=== Problem to work on ===
Rewrite the lines below, from the one containing "160L1266 249L1289 274L1369" down through the one containing "positive clicks: (1440, 138) (1438, 85)", swapping "rough mask" for "coarse mask" and leaving everything else unchanged.

=== Input data ===
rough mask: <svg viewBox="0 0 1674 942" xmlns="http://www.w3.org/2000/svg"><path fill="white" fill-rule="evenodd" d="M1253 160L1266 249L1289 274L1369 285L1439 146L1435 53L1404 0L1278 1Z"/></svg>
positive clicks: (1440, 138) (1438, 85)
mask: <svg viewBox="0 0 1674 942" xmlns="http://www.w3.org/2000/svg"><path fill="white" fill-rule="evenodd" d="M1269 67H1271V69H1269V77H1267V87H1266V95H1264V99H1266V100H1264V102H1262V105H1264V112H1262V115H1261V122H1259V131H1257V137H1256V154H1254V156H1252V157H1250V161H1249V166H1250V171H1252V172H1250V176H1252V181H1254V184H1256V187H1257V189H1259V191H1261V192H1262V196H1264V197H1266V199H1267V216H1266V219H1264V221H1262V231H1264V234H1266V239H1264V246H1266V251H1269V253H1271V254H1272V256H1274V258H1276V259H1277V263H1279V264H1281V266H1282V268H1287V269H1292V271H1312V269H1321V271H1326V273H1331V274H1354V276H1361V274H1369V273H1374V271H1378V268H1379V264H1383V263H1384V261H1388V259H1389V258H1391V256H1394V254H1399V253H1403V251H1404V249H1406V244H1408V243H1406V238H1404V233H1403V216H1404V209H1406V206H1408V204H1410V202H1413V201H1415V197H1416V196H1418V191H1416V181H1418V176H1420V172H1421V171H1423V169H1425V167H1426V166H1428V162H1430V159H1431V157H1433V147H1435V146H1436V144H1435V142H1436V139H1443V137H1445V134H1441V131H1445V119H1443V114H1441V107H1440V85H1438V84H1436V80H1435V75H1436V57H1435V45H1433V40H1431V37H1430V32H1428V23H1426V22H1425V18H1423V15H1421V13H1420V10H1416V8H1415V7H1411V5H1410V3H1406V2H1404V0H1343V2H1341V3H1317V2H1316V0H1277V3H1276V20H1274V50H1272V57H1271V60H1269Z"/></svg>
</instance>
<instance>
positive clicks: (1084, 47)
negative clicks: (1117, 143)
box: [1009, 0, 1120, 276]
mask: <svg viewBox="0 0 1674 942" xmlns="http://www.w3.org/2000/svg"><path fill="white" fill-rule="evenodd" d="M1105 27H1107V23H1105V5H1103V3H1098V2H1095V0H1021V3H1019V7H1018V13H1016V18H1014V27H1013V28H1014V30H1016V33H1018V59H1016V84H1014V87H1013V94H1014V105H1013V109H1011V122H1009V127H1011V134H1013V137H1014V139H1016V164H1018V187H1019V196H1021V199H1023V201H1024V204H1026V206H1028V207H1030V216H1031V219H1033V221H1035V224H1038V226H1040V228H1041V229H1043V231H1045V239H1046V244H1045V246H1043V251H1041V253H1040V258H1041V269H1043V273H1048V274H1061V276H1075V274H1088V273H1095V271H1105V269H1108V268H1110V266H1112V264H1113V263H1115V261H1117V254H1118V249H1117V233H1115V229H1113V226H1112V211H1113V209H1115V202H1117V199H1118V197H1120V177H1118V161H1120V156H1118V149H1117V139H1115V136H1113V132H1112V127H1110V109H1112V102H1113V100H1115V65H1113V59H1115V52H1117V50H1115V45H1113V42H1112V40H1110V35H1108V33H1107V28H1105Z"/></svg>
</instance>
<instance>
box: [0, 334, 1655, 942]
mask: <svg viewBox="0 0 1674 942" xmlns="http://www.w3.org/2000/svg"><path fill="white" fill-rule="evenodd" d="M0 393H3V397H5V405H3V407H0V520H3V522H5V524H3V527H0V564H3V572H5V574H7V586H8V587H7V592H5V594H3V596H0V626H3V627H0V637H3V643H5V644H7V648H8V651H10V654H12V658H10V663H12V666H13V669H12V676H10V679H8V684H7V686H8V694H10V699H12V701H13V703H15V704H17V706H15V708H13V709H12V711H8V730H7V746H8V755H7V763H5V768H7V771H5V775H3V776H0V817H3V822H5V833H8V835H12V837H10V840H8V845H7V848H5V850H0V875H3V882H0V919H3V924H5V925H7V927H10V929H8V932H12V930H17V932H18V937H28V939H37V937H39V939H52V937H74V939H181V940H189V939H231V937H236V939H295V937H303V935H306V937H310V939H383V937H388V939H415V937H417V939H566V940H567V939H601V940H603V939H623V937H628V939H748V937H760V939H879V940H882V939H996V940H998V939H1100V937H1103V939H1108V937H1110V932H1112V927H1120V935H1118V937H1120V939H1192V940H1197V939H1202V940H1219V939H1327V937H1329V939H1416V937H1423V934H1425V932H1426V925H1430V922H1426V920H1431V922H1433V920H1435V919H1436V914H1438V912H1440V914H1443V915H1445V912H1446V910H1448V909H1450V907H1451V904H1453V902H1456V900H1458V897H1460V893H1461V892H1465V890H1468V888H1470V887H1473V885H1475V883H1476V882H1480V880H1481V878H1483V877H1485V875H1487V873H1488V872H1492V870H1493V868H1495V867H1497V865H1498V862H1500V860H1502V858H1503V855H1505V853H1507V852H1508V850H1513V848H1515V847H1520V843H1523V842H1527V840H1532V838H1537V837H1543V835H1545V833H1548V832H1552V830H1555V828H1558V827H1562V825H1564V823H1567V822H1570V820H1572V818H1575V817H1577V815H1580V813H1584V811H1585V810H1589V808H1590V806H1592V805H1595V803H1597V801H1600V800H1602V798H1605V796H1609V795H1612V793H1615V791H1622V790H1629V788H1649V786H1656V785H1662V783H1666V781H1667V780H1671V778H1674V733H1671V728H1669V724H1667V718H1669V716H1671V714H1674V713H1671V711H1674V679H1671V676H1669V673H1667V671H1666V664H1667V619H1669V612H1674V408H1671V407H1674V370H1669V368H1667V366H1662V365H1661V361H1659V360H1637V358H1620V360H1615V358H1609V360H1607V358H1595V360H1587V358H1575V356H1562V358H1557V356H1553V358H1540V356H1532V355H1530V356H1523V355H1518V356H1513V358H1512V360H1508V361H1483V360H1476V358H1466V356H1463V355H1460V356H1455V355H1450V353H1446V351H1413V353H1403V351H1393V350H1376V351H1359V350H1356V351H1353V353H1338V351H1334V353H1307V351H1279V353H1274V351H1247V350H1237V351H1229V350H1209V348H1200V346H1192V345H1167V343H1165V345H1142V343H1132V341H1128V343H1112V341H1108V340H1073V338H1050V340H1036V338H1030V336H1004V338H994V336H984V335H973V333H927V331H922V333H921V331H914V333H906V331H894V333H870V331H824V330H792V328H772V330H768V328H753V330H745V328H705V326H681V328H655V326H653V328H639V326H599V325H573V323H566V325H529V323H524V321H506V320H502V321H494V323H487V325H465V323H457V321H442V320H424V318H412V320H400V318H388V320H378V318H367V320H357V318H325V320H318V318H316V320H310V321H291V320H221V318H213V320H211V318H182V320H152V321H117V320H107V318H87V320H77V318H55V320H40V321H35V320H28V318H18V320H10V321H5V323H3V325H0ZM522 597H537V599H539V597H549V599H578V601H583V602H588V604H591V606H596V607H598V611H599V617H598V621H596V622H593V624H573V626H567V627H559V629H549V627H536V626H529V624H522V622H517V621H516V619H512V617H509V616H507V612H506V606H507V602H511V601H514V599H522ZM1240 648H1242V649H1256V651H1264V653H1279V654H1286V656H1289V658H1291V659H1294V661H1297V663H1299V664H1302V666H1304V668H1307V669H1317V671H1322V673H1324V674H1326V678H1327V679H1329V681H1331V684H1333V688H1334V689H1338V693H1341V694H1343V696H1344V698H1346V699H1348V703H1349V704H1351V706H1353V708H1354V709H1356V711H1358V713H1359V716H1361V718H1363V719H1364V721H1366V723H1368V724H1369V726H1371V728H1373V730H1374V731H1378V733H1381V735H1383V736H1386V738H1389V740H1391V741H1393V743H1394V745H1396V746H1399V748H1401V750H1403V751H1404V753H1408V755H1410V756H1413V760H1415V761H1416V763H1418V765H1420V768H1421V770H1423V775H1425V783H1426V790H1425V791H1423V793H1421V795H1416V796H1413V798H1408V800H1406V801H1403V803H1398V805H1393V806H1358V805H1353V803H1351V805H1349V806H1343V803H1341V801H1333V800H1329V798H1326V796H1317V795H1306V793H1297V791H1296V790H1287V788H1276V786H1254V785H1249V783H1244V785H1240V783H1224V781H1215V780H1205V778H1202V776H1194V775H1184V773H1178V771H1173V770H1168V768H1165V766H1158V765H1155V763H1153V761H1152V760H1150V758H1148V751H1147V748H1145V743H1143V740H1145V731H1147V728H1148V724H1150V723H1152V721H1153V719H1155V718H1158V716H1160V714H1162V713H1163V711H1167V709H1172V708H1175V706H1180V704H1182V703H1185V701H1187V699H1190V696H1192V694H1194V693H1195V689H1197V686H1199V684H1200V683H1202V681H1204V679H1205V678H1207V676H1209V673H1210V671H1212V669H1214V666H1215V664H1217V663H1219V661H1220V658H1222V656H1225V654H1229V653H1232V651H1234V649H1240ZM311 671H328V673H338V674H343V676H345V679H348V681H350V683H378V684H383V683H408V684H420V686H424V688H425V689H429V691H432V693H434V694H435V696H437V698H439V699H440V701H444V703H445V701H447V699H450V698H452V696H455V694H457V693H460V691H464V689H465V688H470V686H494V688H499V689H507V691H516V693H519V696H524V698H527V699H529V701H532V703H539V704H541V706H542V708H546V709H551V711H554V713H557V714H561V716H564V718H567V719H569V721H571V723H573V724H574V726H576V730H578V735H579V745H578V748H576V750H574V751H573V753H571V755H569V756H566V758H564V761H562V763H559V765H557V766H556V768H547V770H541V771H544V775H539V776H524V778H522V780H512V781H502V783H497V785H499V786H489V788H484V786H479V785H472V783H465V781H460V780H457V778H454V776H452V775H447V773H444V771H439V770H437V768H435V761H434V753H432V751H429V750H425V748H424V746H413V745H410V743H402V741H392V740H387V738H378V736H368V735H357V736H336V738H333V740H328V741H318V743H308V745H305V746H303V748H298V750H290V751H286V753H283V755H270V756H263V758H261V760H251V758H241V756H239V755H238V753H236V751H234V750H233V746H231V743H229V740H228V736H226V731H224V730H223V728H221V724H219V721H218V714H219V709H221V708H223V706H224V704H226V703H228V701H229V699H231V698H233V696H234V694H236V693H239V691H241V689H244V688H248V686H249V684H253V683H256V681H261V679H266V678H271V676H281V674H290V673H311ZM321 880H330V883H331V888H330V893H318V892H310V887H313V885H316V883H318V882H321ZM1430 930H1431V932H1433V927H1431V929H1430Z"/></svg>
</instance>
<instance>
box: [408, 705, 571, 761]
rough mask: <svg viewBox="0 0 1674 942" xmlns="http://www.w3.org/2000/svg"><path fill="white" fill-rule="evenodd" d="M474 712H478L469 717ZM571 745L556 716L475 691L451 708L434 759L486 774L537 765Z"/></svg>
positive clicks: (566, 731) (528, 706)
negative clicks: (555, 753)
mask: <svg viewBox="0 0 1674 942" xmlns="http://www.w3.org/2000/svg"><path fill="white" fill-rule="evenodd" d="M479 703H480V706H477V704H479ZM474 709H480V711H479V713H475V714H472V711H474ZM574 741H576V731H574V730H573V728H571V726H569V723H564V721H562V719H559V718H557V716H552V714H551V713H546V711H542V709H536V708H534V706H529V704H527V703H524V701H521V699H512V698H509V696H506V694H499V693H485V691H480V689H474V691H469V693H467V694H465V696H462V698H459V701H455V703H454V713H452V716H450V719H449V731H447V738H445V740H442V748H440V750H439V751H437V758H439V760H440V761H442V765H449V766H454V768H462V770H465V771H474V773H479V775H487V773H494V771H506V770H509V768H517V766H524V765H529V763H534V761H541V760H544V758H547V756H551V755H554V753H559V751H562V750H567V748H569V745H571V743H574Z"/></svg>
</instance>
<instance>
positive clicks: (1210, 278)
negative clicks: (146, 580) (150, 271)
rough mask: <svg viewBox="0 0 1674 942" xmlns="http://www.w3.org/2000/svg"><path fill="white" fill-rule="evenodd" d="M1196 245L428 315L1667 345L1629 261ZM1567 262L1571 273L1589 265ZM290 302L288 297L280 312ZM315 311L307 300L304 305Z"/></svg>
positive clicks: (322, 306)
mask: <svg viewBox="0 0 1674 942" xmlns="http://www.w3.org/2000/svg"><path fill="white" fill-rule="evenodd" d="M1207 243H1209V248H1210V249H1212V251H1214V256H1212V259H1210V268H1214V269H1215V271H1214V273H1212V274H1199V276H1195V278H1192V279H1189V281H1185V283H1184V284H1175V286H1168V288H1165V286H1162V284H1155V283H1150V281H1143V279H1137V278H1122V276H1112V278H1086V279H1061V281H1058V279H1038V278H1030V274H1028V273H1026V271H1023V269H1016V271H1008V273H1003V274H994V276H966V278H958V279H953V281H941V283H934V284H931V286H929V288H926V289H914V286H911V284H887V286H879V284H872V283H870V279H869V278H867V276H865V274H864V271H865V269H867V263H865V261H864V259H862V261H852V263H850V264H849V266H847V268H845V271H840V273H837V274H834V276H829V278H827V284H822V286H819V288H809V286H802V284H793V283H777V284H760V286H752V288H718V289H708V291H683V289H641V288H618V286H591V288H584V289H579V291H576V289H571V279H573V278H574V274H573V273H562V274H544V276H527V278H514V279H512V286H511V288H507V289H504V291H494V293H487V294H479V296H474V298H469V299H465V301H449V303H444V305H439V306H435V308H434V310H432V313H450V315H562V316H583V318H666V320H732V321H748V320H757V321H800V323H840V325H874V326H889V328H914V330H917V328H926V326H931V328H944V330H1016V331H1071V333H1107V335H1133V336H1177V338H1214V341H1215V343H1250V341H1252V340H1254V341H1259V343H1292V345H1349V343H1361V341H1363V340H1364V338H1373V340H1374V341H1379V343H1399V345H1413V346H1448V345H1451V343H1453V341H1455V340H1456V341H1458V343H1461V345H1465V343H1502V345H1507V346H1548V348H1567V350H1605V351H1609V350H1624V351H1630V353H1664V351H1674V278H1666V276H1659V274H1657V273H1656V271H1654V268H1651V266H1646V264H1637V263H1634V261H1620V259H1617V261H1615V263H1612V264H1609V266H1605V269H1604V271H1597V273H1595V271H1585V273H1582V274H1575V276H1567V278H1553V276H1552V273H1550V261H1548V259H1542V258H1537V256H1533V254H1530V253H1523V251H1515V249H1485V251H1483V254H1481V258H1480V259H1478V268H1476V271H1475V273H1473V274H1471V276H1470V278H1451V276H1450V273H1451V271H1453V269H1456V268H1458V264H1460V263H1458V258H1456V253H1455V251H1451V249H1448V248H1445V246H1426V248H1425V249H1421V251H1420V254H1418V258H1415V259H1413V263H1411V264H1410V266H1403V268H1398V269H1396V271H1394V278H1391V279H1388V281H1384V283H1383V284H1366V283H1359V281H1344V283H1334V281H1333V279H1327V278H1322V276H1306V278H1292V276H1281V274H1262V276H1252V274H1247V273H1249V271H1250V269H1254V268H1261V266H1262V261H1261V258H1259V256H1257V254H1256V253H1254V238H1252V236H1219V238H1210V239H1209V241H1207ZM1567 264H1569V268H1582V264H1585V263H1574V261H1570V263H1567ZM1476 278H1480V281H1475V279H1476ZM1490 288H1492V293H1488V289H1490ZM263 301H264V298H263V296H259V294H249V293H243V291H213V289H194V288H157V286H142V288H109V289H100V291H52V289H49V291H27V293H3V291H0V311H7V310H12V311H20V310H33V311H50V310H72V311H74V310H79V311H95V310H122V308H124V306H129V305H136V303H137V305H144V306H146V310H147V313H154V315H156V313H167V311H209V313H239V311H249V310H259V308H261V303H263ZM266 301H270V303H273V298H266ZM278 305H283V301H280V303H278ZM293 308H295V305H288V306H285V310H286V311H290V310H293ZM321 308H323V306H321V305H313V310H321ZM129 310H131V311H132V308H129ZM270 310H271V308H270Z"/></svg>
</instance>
...
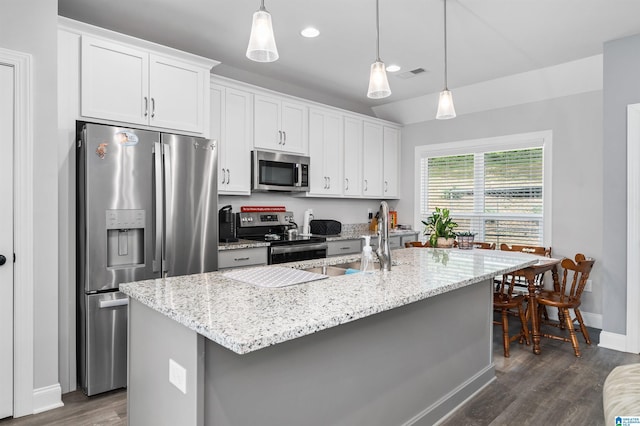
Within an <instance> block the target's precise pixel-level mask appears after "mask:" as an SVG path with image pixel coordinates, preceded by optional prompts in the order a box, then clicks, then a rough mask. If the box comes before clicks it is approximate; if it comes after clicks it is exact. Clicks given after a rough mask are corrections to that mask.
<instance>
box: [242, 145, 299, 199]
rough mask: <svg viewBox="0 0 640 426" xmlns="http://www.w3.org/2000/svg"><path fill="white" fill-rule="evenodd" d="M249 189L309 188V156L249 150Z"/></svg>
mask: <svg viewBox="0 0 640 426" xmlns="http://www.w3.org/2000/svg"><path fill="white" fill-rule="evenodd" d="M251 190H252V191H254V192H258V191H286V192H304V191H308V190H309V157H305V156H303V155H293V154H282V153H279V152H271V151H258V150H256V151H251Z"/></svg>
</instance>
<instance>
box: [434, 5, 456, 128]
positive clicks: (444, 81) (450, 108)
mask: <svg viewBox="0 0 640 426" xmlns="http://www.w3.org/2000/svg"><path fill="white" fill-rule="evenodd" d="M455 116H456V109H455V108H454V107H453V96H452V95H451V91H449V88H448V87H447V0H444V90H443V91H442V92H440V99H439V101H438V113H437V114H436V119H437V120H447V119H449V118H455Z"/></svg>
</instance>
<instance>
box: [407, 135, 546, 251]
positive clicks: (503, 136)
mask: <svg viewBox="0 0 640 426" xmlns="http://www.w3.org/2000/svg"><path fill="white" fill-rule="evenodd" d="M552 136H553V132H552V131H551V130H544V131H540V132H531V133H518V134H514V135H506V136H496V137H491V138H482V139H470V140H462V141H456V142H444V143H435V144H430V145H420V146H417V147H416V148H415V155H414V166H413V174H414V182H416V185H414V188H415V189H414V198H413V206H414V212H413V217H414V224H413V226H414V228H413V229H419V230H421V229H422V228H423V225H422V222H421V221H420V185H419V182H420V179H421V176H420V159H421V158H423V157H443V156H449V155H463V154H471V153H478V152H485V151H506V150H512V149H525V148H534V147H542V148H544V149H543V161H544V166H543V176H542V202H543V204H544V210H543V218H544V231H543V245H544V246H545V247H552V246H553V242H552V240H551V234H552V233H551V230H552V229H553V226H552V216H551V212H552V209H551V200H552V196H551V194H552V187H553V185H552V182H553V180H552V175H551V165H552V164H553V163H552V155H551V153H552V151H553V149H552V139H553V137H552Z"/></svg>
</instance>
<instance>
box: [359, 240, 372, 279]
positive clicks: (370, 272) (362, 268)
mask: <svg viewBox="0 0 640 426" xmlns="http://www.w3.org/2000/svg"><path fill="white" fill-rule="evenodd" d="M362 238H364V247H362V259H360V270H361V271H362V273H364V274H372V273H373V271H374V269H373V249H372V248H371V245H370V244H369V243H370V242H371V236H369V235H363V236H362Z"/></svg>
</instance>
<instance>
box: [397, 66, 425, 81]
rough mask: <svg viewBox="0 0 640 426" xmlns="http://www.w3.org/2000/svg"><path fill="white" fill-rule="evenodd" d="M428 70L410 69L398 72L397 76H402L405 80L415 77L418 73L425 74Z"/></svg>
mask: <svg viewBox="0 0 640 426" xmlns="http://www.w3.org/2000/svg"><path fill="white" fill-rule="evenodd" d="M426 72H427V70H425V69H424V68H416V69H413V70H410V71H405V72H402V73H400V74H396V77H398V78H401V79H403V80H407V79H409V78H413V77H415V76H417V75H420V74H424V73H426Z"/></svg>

=== Answer to this task ===
coarse mask: <svg viewBox="0 0 1674 942" xmlns="http://www.w3.org/2000/svg"><path fill="white" fill-rule="evenodd" d="M1253 160L1266 249L1289 274L1369 285L1439 146L1435 53L1404 0L1278 1Z"/></svg>
positive clicks: (1440, 138) (1438, 85)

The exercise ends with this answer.